- _SOURCE DOCUMENT_:
■ ■ ■ ■ ■ ■ ■
Berbera, a city on the Red Sea coast, at the time the principal port of Somalia after Mogadishu, was also targeted by government troops. Atrocities committed in Berbera by the government against Isaaq civilians were especially brutal—Human Rights Watch reported that Berbera had suffered "some of the worst abuses of the war" even though the SNM had never launched an attack on Berbera like they did on Burao and Hargeisa.

Government attacks on Berbera included mass arrests, wanton killing of civilians, confiscation of civilian property, especially cars, luggage, and food at the city's port, which were taken to Mogadishu. Modes of transport belonging to Isaaq civilians were confiscated by force; only military transport was allowed in the city.

==== Mass arrests ====
Immediately after the SNM attack on Burao, the government started a campaign of mass arrests in Berbera. Many Isaaq businessmen and elders were arrested as the government suspected they would support an SNM attack on Berbera.

Between 27 May and 1 June, planes which brought soldiers from Mogadishu carried Isaaq detainees on the return flight. The killing of detainees started when orders came from Mogadishu to cease the transfer of detainees. Arrests usually happened at night and were carried out by the Hangash forces.

==== Arrests and killings of Isaaq passengers on the ship "Emviyara" ====
On 21 June, a ship called 'Emviyara' had docked at the port of Berbera. The passengers were Somalis deported from Saudi Arabia after being imprisoned there before the war broke out. They were deported due to accusations by Saudi authorities of irregularities in their residence documents. Human Rights Watch reports that "out of about 400 passengers, 29 men identified themselves as Isaaks. There were many others, but they claimed to be from other clans." The commander of the Hangash forces at Berbera and his deputy, Calas and Dakhare respectively, "sorted out the passengers according to their clan". Those confirmed to be Isaaq were taken to the Hangash compound where their belongings and money were confiscated. Some were severely tortured and had become permanently paralyzed as a result of the torture. Eight of the passengers detained were killed; the remaining 21 were imprisoned in Berbera and later released.

==== Mass killings ====
Atrocities committed by government forces in Berbera are especially notable because no fighting between government forces and SNM had taken place there, and as such the government had no pretext to commit atrocities against Isaaq civilians in Berbera (and other Isaaq settlements not attacked by SNM). According to Human Rights Watch, the city had suffered "some of the worst abuses of the war even though the SNM never attacked Berbera".
■ ■ ■ ■ ■ ■ ■
- _RECORDED DATA_:

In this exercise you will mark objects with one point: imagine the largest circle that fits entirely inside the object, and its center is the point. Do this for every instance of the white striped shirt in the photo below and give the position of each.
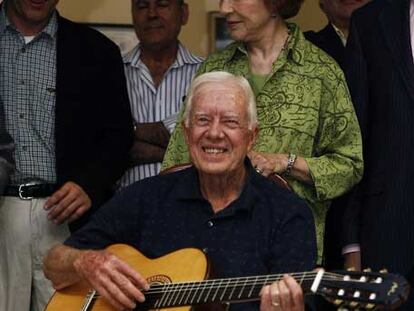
(151, 104)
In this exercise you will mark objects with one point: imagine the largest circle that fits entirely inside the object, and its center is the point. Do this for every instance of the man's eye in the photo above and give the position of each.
(141, 4)
(231, 123)
(163, 3)
(202, 121)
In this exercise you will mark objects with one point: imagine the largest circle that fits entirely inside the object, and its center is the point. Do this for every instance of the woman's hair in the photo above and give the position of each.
(287, 8)
(222, 77)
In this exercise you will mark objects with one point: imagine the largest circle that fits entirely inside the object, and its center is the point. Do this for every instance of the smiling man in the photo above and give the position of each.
(244, 223)
(66, 108)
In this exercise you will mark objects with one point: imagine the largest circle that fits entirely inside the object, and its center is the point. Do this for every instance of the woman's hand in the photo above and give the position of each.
■ ■ ■ ■ ■ ■ ■
- _WHAT TO WORK ON_:
1. In the Berbera text, which forces usually carried out the night arrests?
2. Reproduce the part of the Berbera text that opens with the words containing "Berbera, a city" and closes with "Burao and Hargeisa.".

- _OUTPUTS BY TASK_:
1. The Hangash forces carried them out.

2.
Berbera, a city on the Red Sea coast, at the time the principal port of Somalia after Mogadishu, was also targeted by government troops. Atrocities committed in Berbera by the government against Isaaq civilians were especially brutal—Human Rights Watch reported that Berbera had suffered "some of the worst abuses of the war" even though the SNM had never launched an attack on Berbera like they did on Burao and Hargeisa.